#### Task description
Could you retype all of the data below exactly as given?

#### Extracted data
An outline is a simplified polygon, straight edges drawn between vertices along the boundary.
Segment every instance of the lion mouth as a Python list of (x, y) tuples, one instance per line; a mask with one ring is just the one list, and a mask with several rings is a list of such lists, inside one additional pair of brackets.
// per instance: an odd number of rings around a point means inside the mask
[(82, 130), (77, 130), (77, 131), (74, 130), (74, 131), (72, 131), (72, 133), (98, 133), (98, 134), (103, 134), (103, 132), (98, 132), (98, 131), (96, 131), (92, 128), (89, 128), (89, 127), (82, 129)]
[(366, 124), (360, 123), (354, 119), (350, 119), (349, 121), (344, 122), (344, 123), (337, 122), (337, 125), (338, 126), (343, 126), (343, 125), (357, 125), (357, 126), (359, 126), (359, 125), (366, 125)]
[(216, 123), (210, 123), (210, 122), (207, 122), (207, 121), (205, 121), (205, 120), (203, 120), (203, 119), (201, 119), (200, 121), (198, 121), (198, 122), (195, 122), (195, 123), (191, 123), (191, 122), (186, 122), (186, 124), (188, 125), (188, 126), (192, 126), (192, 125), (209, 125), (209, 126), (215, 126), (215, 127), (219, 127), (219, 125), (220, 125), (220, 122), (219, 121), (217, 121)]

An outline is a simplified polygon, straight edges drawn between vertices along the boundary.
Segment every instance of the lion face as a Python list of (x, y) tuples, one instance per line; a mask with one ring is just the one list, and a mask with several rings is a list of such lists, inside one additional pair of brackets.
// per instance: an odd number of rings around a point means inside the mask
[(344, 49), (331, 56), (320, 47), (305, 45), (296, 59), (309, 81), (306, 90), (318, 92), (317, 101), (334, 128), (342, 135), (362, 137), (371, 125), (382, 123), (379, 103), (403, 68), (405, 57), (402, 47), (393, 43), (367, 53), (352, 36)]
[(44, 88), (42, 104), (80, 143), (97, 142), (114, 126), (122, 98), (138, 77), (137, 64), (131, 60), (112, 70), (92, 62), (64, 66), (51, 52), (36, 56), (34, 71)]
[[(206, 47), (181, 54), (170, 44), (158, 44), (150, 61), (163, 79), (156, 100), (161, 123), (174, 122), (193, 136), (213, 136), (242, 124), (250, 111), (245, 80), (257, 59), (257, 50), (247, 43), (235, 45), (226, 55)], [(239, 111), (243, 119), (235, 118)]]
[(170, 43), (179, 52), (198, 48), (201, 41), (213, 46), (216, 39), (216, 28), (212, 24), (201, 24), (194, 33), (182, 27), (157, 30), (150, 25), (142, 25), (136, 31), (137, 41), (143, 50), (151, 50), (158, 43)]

#### Result of the exercise
An outline is a simplified polygon, straight edges drawn between vertices along the boundary.
Segment every instance of the lion mouth as a Python list of (x, y) tuples, one instance per line; a mask with one ring is just the one list, and a mask with several rings is a list of such lists, inside one additional pair of brackets.
// per instance: an odd number of rings around a point means inside the mask
[(82, 130), (77, 130), (77, 131), (74, 130), (74, 131), (72, 131), (72, 133), (98, 133), (98, 134), (103, 134), (103, 132), (98, 132), (98, 131), (96, 131), (92, 128), (89, 128), (89, 127), (82, 129)]
[(366, 124), (360, 123), (354, 119), (350, 119), (349, 121), (344, 122), (344, 123), (337, 122), (337, 125), (338, 126), (343, 126), (343, 125), (357, 125), (357, 126), (359, 126), (359, 125), (366, 125)]
[(216, 123), (210, 123), (210, 122), (207, 122), (207, 121), (205, 121), (205, 120), (203, 120), (203, 119), (201, 119), (200, 121), (198, 121), (198, 122), (195, 122), (195, 123), (191, 123), (191, 122), (186, 122), (186, 124), (188, 125), (188, 126), (192, 126), (192, 125), (209, 125), (209, 126), (215, 126), (215, 127), (219, 127), (219, 125), (220, 125), (220, 122), (219, 121), (217, 121)]

An outline is a simplified polygon, straight edges drawn between vertices along the boundary.
Segment every instance of the lion face as a Python list of (x, y) tuples, one instance per line; a mask with one ring is just the one list, and a mask with several rings is a list of such lists, inside one additional pair of brackets.
// per instance: an odd number of rings around a point means inside the mask
[(344, 49), (331, 56), (320, 47), (305, 45), (296, 59), (309, 81), (306, 90), (318, 92), (317, 101), (334, 128), (342, 135), (362, 137), (371, 125), (382, 123), (379, 103), (403, 68), (405, 57), (402, 47), (393, 43), (367, 53), (352, 36)]
[(44, 88), (42, 104), (80, 143), (97, 142), (114, 126), (122, 98), (138, 77), (137, 64), (131, 60), (112, 70), (92, 62), (64, 66), (51, 52), (36, 56), (34, 71)]
[[(206, 47), (181, 54), (170, 44), (158, 44), (150, 61), (163, 79), (156, 100), (161, 123), (174, 122), (193, 136), (213, 136), (242, 124), (250, 111), (245, 80), (257, 59), (257, 50), (247, 43), (235, 45), (226, 55)], [(239, 111), (243, 119), (235, 118)]]
[(170, 43), (179, 52), (198, 48), (201, 41), (213, 46), (216, 39), (216, 28), (212, 24), (201, 24), (194, 33), (182, 27), (157, 30), (150, 25), (142, 25), (136, 31), (137, 41), (143, 50), (151, 50), (158, 43)]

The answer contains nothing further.